== WHAT IS EXPECTED ==
Rewrite the listing below, switching every "Target" to "Item" and leaving everything else unchanged.

## start THE DATA

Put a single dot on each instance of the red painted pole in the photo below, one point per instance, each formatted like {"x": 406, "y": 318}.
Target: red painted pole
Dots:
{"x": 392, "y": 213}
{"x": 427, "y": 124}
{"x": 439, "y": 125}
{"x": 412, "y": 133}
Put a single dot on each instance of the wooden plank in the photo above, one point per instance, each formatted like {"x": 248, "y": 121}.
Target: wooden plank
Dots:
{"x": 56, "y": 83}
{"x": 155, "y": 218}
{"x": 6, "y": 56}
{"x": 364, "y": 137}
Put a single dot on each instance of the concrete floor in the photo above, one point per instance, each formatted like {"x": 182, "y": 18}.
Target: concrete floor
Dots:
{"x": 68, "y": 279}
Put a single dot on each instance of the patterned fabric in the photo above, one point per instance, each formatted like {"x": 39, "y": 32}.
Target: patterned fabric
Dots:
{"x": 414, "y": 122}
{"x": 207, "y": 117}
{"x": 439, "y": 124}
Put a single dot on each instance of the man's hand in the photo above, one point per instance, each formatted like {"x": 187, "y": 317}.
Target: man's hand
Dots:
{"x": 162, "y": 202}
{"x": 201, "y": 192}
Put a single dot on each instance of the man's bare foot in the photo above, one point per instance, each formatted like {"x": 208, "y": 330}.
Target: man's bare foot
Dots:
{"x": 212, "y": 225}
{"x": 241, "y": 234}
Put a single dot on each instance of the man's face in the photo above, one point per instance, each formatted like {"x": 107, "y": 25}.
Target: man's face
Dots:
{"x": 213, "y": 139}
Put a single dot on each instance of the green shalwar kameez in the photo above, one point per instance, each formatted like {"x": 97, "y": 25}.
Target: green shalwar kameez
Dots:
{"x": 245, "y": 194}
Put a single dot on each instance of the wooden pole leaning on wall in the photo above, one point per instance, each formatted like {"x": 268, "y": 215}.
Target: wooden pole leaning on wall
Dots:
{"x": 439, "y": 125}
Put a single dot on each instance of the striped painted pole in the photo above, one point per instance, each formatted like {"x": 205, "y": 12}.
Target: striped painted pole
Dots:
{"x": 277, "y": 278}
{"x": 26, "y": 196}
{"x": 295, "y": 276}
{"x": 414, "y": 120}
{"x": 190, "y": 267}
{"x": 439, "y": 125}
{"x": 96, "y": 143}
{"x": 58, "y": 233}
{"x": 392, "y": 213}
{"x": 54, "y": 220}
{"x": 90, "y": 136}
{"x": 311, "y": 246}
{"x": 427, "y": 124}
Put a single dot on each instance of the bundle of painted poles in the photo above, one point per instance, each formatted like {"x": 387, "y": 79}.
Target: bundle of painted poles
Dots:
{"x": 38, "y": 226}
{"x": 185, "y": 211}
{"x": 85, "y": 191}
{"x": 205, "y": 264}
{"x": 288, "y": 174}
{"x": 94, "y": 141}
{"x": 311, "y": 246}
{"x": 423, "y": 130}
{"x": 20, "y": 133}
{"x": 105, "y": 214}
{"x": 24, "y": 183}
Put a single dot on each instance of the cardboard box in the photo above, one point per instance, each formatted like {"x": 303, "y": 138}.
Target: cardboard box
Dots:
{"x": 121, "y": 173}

## end THE DATA

== SOLUTION TO THE PROBLEM ==
Put a single dot on each instance of the red painted pole in the photo below, one point per instance, each formatted like {"x": 406, "y": 318}.
Item: red painted pole
Dots:
{"x": 392, "y": 213}
{"x": 427, "y": 124}
{"x": 439, "y": 125}
{"x": 412, "y": 133}
Put a single dot on each instance of the wooden plank in the photo above, one point per instance, each formatted like {"x": 248, "y": 121}.
Item: wooden plank
Dots:
{"x": 56, "y": 83}
{"x": 155, "y": 218}
{"x": 6, "y": 56}
{"x": 364, "y": 137}
Put a single dot on each instance of the concrete floor in the photo above, one point per instance, each formatted like {"x": 182, "y": 18}.
Item: concrete floor
Dots:
{"x": 68, "y": 279}
Put a single dot on each instance of the patterned fabric in the photo above, one point per instance, each formatted like {"x": 39, "y": 32}.
Item: patterned fabric
Dots:
{"x": 414, "y": 122}
{"x": 207, "y": 117}
{"x": 439, "y": 124}
Put a single dot on each instance of the man's hand in the photo above, one point per instance, each formatted like {"x": 187, "y": 317}.
Item: man's hand
Dots:
{"x": 162, "y": 202}
{"x": 201, "y": 192}
Put a single dot on each instance of the man's bare foot in the photo above, one point per instance, each formatted like {"x": 208, "y": 330}.
Item: man's bare foot
Dots:
{"x": 212, "y": 225}
{"x": 241, "y": 234}
Put a single dot on each instance of the man's face in the photo above, one point per instance, each formatted like {"x": 107, "y": 25}.
Item: man's face
Dots:
{"x": 213, "y": 139}
Put a single dot on each instance of the green shalwar kameez in the photo above, one point per instance, each formatted like {"x": 97, "y": 25}.
Item: green shalwar kameez
Dots:
{"x": 245, "y": 194}
Put a single dot on each instance of the wooden pole leaning on wall in the photo above, one point per instance, each formatted like {"x": 268, "y": 215}.
Item: wooden pole leaning on wall
Dots:
{"x": 439, "y": 125}
Put a single dot on each instance of the striped painted pole in the photo above, one point per instance, each formatted like {"x": 205, "y": 12}.
Item: striped painted pole
Dots:
{"x": 277, "y": 278}
{"x": 26, "y": 196}
{"x": 295, "y": 276}
{"x": 414, "y": 120}
{"x": 190, "y": 267}
{"x": 439, "y": 125}
{"x": 96, "y": 143}
{"x": 58, "y": 233}
{"x": 392, "y": 213}
{"x": 54, "y": 220}
{"x": 90, "y": 136}
{"x": 311, "y": 246}
{"x": 427, "y": 124}
Put a single dot on each instance of the bundle of painted poles in the photo above, one point per instance, each formatted like {"x": 387, "y": 79}.
Item: bundle of painted poles
Dots:
{"x": 38, "y": 226}
{"x": 185, "y": 211}
{"x": 85, "y": 191}
{"x": 205, "y": 264}
{"x": 288, "y": 174}
{"x": 94, "y": 141}
{"x": 311, "y": 246}
{"x": 423, "y": 130}
{"x": 20, "y": 133}
{"x": 105, "y": 214}
{"x": 24, "y": 183}
Put a single dot on each instance of the cardboard box in the photo above, one point per instance, each formatted like {"x": 303, "y": 138}.
Item: cardboard box
Dots:
{"x": 121, "y": 173}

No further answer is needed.